### DIRECTIVE
Starting at the beginning of the records and ending with the line containing "87 120 L 89", repeat every line, request lines included. Rescale each number in the answer outlines (viewBox values and path coordinates) by 1.2 and round to whole numbers with halves going up, but keep the request lines and their sample exactly as they are.

+ + +

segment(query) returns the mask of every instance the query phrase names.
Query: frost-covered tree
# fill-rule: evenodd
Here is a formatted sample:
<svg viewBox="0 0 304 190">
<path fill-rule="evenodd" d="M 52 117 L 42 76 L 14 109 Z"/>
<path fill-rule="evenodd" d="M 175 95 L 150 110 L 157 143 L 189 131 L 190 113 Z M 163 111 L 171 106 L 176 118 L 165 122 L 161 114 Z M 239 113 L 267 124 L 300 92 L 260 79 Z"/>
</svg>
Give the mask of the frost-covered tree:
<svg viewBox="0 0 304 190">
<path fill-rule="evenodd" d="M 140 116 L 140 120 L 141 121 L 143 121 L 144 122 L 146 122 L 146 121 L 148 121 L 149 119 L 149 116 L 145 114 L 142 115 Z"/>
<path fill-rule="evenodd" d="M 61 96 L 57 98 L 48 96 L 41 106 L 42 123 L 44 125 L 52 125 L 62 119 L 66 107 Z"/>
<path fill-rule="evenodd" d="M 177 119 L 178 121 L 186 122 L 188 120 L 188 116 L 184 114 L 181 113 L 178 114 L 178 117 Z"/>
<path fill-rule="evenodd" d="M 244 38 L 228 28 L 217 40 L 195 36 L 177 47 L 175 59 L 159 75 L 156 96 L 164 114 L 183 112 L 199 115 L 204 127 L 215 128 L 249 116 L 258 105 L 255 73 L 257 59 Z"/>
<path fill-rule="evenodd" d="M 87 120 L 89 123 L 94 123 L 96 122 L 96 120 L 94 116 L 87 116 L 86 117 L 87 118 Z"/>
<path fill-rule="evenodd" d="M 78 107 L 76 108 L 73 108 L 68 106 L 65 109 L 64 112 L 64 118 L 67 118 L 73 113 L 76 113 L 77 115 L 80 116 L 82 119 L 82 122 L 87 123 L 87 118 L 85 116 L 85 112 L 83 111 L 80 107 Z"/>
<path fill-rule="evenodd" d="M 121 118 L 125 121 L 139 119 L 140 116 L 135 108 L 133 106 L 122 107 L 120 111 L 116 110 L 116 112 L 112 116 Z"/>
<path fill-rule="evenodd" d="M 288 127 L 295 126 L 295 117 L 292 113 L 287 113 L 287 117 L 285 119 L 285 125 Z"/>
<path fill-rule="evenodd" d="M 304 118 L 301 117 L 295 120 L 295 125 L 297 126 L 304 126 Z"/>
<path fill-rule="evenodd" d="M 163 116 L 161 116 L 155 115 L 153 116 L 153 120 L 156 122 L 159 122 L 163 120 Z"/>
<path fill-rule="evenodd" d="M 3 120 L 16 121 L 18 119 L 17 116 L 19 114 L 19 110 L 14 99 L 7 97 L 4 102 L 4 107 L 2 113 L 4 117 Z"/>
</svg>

+ + +

### TASK OUTPUT
segment(query) returns the mask of every instance the query phrase names.
Query: frost-covered tree
# fill-rule: evenodd
Here is a formatted sample:
<svg viewBox="0 0 304 190">
<path fill-rule="evenodd" d="M 52 117 L 42 76 L 14 109 Z"/>
<path fill-rule="evenodd" d="M 175 95 L 150 110 L 157 143 L 189 131 L 190 113 Z M 163 111 L 171 106 L 176 118 L 165 122 L 161 114 Z M 239 113 L 267 124 L 300 92 L 260 79 Z"/>
</svg>
Give the mask of the frost-covered tree:
<svg viewBox="0 0 365 228">
<path fill-rule="evenodd" d="M 168 139 L 168 144 L 169 145 L 172 145 L 173 146 L 175 146 L 175 145 L 178 145 L 179 143 L 179 139 L 174 137 L 170 138 Z"/>
<path fill-rule="evenodd" d="M 73 115 L 68 118 L 58 115 L 49 127 L 50 148 L 53 150 L 62 150 L 74 143 L 79 128 Z"/>
<path fill-rule="evenodd" d="M 212 143 L 214 145 L 223 146 L 226 144 L 226 139 L 221 137 L 217 136 L 214 137 L 214 140 Z"/>
<path fill-rule="evenodd" d="M 293 46 L 274 34 L 260 48 L 234 43 L 212 56 L 210 71 L 191 90 L 187 115 L 197 137 L 220 134 L 239 138 L 245 152 L 258 154 L 299 139 L 310 126 L 306 88 L 308 71 Z"/>
<path fill-rule="evenodd" d="M 104 144 L 107 148 L 113 148 L 115 146 L 115 144 L 113 139 L 104 139 L 103 140 L 104 142 Z"/>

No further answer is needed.